→ THE EXERCISE
Reproduce the lines of all the records below, substituting "biggest circle" for every occurrence of "largest disc" and leaving everything else unchanged. Leave the pictures out of your answer.

→ GIVEN ENTRIES
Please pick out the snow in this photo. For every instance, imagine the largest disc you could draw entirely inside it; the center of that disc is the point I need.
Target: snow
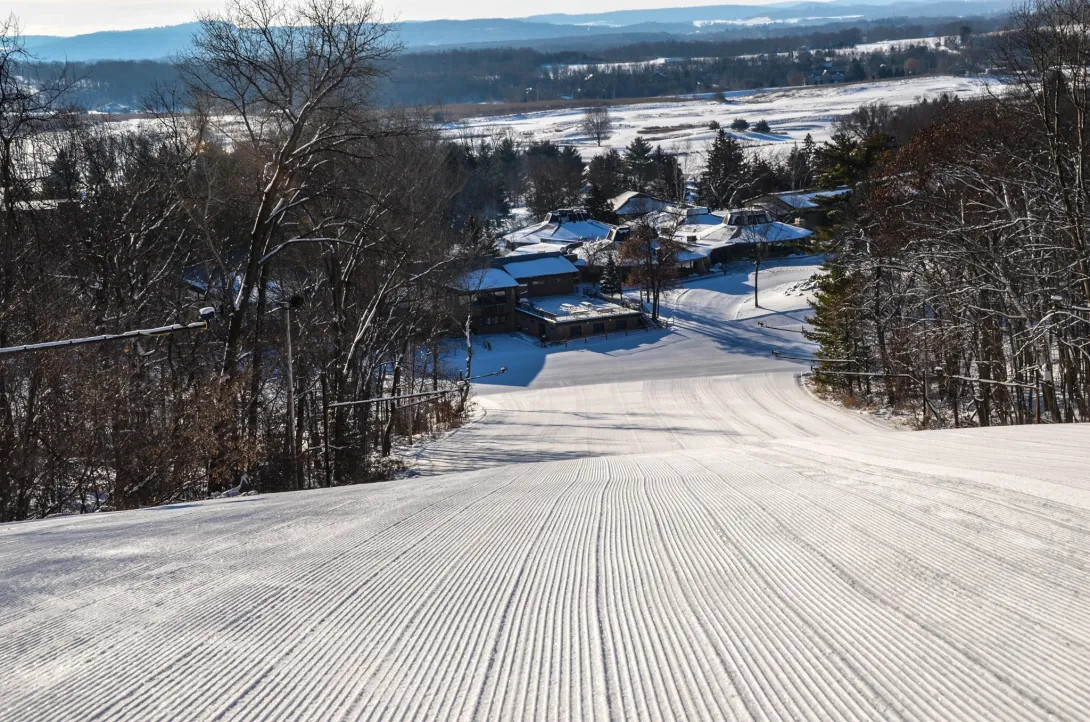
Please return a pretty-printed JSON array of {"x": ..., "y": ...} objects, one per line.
[
  {"x": 659, "y": 526},
  {"x": 547, "y": 231},
  {"x": 552, "y": 266},
  {"x": 486, "y": 279},
  {"x": 571, "y": 307},
  {"x": 683, "y": 125},
  {"x": 808, "y": 200}
]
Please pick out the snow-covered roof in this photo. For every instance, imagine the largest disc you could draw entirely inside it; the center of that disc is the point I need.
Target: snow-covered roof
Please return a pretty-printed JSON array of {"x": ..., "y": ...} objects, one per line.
[
  {"x": 550, "y": 266},
  {"x": 540, "y": 248},
  {"x": 558, "y": 229},
  {"x": 716, "y": 237},
  {"x": 572, "y": 308},
  {"x": 485, "y": 279},
  {"x": 687, "y": 221},
  {"x": 634, "y": 202},
  {"x": 808, "y": 200}
]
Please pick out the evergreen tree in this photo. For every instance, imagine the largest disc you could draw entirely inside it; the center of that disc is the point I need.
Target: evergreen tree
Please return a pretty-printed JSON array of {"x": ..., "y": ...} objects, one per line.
[
  {"x": 606, "y": 171},
  {"x": 598, "y": 206},
  {"x": 610, "y": 277},
  {"x": 724, "y": 175},
  {"x": 639, "y": 165},
  {"x": 668, "y": 182}
]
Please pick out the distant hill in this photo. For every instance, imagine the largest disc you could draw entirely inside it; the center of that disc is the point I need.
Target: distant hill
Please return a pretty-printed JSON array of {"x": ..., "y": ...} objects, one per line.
[
  {"x": 156, "y": 43},
  {"x": 147, "y": 44}
]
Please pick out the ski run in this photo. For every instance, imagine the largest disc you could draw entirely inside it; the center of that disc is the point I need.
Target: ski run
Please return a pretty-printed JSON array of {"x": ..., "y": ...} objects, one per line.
[{"x": 661, "y": 526}]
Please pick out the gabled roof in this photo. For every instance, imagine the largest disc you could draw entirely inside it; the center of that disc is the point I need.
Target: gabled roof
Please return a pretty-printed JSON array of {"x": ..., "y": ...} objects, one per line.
[
  {"x": 636, "y": 202},
  {"x": 548, "y": 266},
  {"x": 485, "y": 279},
  {"x": 534, "y": 249},
  {"x": 557, "y": 230},
  {"x": 804, "y": 200}
]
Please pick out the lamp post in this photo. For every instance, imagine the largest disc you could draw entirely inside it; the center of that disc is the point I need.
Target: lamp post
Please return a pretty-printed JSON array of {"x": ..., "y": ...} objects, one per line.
[{"x": 294, "y": 301}]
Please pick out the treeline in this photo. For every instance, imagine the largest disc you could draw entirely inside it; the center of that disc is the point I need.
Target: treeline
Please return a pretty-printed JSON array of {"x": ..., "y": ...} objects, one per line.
[
  {"x": 325, "y": 231},
  {"x": 504, "y": 74},
  {"x": 959, "y": 276},
  {"x": 520, "y": 74}
]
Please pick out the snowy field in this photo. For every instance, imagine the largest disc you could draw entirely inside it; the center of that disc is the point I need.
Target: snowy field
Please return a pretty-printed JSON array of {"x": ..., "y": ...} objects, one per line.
[
  {"x": 661, "y": 526},
  {"x": 682, "y": 127}
]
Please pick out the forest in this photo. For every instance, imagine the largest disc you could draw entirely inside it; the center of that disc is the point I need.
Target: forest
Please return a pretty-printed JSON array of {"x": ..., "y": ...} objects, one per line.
[
  {"x": 958, "y": 278},
  {"x": 327, "y": 230}
]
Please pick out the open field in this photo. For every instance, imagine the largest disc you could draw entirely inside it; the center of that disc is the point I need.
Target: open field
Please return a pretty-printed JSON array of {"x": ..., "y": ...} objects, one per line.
[
  {"x": 791, "y": 113},
  {"x": 661, "y": 526}
]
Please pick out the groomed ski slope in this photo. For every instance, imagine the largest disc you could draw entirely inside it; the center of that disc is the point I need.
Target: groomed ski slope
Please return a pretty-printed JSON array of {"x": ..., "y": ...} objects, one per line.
[{"x": 820, "y": 567}]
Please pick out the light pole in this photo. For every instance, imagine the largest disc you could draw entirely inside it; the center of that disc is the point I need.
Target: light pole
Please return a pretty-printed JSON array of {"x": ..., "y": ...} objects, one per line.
[
  {"x": 294, "y": 301},
  {"x": 206, "y": 313}
]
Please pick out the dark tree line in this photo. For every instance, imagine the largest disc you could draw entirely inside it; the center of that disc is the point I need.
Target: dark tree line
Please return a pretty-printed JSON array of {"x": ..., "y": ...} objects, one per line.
[
  {"x": 282, "y": 194},
  {"x": 959, "y": 277},
  {"x": 474, "y": 75}
]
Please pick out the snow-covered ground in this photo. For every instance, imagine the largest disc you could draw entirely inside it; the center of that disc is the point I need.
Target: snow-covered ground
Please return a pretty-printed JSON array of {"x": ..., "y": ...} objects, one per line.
[
  {"x": 682, "y": 127},
  {"x": 659, "y": 527}
]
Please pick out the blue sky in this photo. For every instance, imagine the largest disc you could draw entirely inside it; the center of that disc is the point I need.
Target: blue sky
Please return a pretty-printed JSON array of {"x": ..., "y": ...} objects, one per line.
[{"x": 79, "y": 16}]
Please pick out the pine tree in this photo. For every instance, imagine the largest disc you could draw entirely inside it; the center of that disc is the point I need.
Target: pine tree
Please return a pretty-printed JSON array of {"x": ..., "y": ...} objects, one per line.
[
  {"x": 598, "y": 206},
  {"x": 610, "y": 277},
  {"x": 606, "y": 171},
  {"x": 639, "y": 165},
  {"x": 669, "y": 181},
  {"x": 725, "y": 172}
]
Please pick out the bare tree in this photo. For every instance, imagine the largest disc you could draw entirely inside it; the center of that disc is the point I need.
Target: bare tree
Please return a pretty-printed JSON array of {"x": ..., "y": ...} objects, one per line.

→ RESULT
Please pick out the snow in this photo. For every instance, imagine the biggest circle you could draw entirely inside it; the center of that disc is the point I need.
Target: snow
Please return a pretty-printed JSON array of {"x": ..., "y": ...} objects, one per line.
[
  {"x": 659, "y": 526},
  {"x": 547, "y": 231},
  {"x": 552, "y": 266},
  {"x": 486, "y": 279},
  {"x": 571, "y": 307},
  {"x": 683, "y": 125},
  {"x": 808, "y": 200}
]
Please pick out the snow-covered roof in this photo. For every instance, imagine the biggest circle you could draw entirely inside it; the center of that disc is the point I need.
Target: snow-covered roof
Please return a pretty-printed JSON array of {"x": ..., "y": ...} objects, one per line.
[
  {"x": 550, "y": 266},
  {"x": 540, "y": 248},
  {"x": 558, "y": 229},
  {"x": 716, "y": 237},
  {"x": 572, "y": 308},
  {"x": 485, "y": 279},
  {"x": 687, "y": 221},
  {"x": 634, "y": 202},
  {"x": 808, "y": 200}
]
Please pick out the evergreen tree in this photo. For every instance, imagine the biggest circle you could draw entirely inside it; the center of that disc is the point I need.
Target: evergreen tree
Please return a pretty-printed JSON array of {"x": ..., "y": ...} objects, one per line.
[
  {"x": 606, "y": 171},
  {"x": 598, "y": 206},
  {"x": 610, "y": 277},
  {"x": 724, "y": 175},
  {"x": 639, "y": 165},
  {"x": 668, "y": 182}
]
Please pick out the distant hill in this photo. For every instance, imagine the biggest circle you could draw entirely inside it; the center of that disc is the point I need.
Target: distant hill
Please return a pretty-printed JSON array of {"x": ..., "y": ...} objects, one per line.
[
  {"x": 156, "y": 43},
  {"x": 147, "y": 44}
]
Please pick out the ski run in this photo. For every instance, imagine the biggest circle you could draw entirely inside it; the center of that disc is the point I need.
Target: ski run
Please return a pretty-printed JSON array of {"x": ..., "y": ...} objects, one per line.
[{"x": 661, "y": 526}]
Please pick out the gabled roof in this photo. For every instance, imagine the biggest circle you could draw entirely inside it; the center of that disc is the point I need.
Target: gabled roof
Please return a pretty-printed JSON array of {"x": ..., "y": ...} objects, one per line.
[
  {"x": 636, "y": 202},
  {"x": 548, "y": 266},
  {"x": 485, "y": 279},
  {"x": 534, "y": 249},
  {"x": 557, "y": 230},
  {"x": 804, "y": 200}
]
Please pick out the lamp post in this photo. For every instance, imagine the biggest circle you could draw entirely inside it; the center of that disc is the point I need.
Target: lamp post
Please return a pretty-printed JSON array of {"x": ..., "y": ...} objects, one per line.
[{"x": 294, "y": 301}]
Please pick out the treeline in this photo. For every instance, imagine the biggest circle you could draw entirely inside it; the center of that disc is the point I need.
Target: treeline
Please return a pretty-printed JSON array of {"x": ..., "y": ...} objects, one per line.
[
  {"x": 325, "y": 231},
  {"x": 504, "y": 74},
  {"x": 959, "y": 276},
  {"x": 520, "y": 74}
]
Please pick out the snowy field in this photo. For every instance, imagine the biggest circle you could draw entirely inside it; the center of that disc is the point I need.
Target: snowy field
Please return a pretty-printed JSON array of {"x": ..., "y": ...} objects, one per line.
[
  {"x": 661, "y": 526},
  {"x": 682, "y": 127}
]
Please pick out the forest in this photo. For every instance, imagine the biggest circle you could draw entirely inside it; the center of that disc is the point I need.
Target: forest
Please return a pretty-printed JSON array of {"x": ..., "y": ...} objects, one per line.
[
  {"x": 958, "y": 278},
  {"x": 327, "y": 230}
]
Please pick out the open field in this photo. For every instance, imagine the biggest circle you could draw entirely inside it; the center of that disc is the point I need.
Target: open field
Please return a pretty-printed JSON array of {"x": ..., "y": ...} objects, one per line.
[
  {"x": 791, "y": 113},
  {"x": 661, "y": 526}
]
Please pick out the groomed ski slope in this photo. For every instance, imagine the biggest circle you could draw entirely inside it; the center of that disc is the point I need.
Target: groomed ski slope
Please return a pretty-printed JSON array of {"x": ..., "y": ...} objects, one per line.
[{"x": 820, "y": 567}]
Please pick out the light pole in this photo. For every instance, imagine the biggest circle you could draw entirely inside it; the center of that disc is the point I need.
Target: light pole
Please return a pretty-printed JSON array of {"x": ..., "y": ...} objects, one per line.
[
  {"x": 294, "y": 301},
  {"x": 206, "y": 313}
]
Please pick out the dark tree line in this photo. For every instance, imagine the biggest circle you could draw entirely inside it; the center of that disc is the point I need.
Target: dark tree line
Please return a pretty-printed JSON array of {"x": ..., "y": ...} objects, one per line.
[
  {"x": 282, "y": 194},
  {"x": 959, "y": 277},
  {"x": 474, "y": 75}
]
Please pick out the snow-covered ground in this photo. For every instance, imagine the biggest circle you could draw entirely inside it; the center of that disc is the point I need.
Target: snow-covered ground
Please return a pretty-printed JSON array of {"x": ..., "y": ...} objects, one per line.
[
  {"x": 682, "y": 127},
  {"x": 659, "y": 527}
]
Please pick out the blue sky in this photo. For every instance, imagine the biggest circle you could draw entirely inside it; the center of that disc is the point I need.
Target: blue sky
Please return a pretty-printed JSON array of {"x": ..., "y": ...} objects, one per line.
[{"x": 79, "y": 16}]
Please pick out the pine tree in this photo. For every instance, imagine the biggest circle you could draw entirely inside it; the center of that disc is the point I need.
Target: pine tree
Please return a pretty-printed JSON array of {"x": ..., "y": ...} objects, one per line.
[
  {"x": 598, "y": 206},
  {"x": 610, "y": 277},
  {"x": 606, "y": 171},
  {"x": 639, "y": 165},
  {"x": 669, "y": 181},
  {"x": 725, "y": 172}
]
Please pick out the bare tree in this photo. For every instance, imagine the biggest circle you could draw entirely inside it; the center of that disc is the point I need.
Target: bare tree
Please return a pretty-printed JSON array of {"x": ..., "y": ...} objects, one per line.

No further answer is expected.